**EXTRACT PROVIDED:**
++++++++++
He turned into a frog.
Prince Charming No. 2: Frog.
Prince Charming No. 3: Frog.
After Roth’s third divorce, she sold the ring Frog No. 3 had bought her and purchased three thumb-size gold and diamond frog pins. She wears them crawling up her blouse in a column toward her neck.
“My mother always told me I would have to kiss a lot of frogs,” she said. “Instead, I married them. So this was an inexpensive way to a new beginning.”
The story of post marital jewellery has many strands.
There are the emotional tales of rebirth and re purposing, such as Roth’s frogs. There are the stories of the strictly financial, like when a piece that was once a symbol of everlasting love morphs into a strictly salable commodity that helps to pay the mortgage, a child’s college tuition or a charitable donation.
Upon her divorce from Donald Trump in 1999, Marla Maples sold her 7.45-carat Harry Winston diamond for $110 000 and reportedly donated the cash to charity. It was a move Trump called “pretty tacky.”
And then there are the tales of bitter court disputes, once the battle of the assets commences. Disputed jewellery is sometimes lied about, hidden, stolen and, in rare instances, brazenly worn in public.
++++++++++
**PROBLEMS TO SOLVE:**
A – In the piece on jewelry after divorce, what did Roth buy with the money from selling the ring Frog No. 3 had given her?
B – Carry on the piece on jewelry after divorce, starting right after its final sentence.

Named-object pointing data:
++++++++++
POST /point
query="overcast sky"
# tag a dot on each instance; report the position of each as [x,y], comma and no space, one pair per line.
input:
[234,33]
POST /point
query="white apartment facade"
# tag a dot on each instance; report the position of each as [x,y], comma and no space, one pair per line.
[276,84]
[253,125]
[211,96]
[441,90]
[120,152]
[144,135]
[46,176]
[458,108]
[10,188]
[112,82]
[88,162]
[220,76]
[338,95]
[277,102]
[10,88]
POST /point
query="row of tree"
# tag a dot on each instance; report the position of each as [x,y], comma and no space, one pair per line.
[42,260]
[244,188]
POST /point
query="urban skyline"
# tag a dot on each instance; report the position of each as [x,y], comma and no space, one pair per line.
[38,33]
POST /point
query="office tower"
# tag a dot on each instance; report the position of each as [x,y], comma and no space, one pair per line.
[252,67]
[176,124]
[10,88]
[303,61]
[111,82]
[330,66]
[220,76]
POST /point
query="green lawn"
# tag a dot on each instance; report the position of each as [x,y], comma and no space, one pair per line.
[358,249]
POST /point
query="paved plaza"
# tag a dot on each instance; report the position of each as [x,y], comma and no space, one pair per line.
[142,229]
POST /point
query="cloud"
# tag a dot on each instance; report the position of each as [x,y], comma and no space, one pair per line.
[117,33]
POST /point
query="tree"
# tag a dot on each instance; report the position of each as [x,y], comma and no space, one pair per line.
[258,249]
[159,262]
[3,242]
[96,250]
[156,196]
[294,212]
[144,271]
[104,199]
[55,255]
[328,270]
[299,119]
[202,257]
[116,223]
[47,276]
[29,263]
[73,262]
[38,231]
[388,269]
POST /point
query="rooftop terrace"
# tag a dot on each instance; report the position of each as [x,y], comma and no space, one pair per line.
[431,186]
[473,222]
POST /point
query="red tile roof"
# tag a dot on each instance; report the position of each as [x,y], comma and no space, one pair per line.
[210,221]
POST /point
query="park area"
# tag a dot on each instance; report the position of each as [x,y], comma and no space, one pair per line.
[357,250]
++++++++++
**RESULTS FOR EACH TASK:**
A – Three thumb-size gold and diamond frog pins.

B –
“Horses, wine and jewellery — they always seem to disappear,” said Nancy Chemtob, a matrimonial lawyer, herself divorced.
“One client has a wine collection and the divorcing spouse has a party and the wine is all gone. The horse always dies. The jewellery gets sold, even though I wonder if he or she actually sold it. We never really know.”
Divorce filings typically surge at the turn of the new year.
“I know a lot of people feel it’s the stress of the Christmas holiday,” said Madeline Marzano-Lesnevich, a lawyer. “But I personally think that people say to themselves, ‘It’s a new year, I want to start a new life for myself.'”
Limor Shaya-Rosenberg said she lied about the jewellery (yes she did) after her 18-year marriage snapped like a pearl necklace.
“I told my ex-husband I sold the gold Rolex he bought me in the Bahamas to pay for the divorce lawyer, but he knew I had it. He saw it on me,” Shaya-Rosenberg said. “I’m wearing it right now.”
“He said he bought the Rolex for himself, so it became a battle at the beginning,” Shaya-Rosenberg added. She said initially she held out hope that their problems might work themselves out, then realised that selling the jewellery meant the marriage was, at least for her, finally over.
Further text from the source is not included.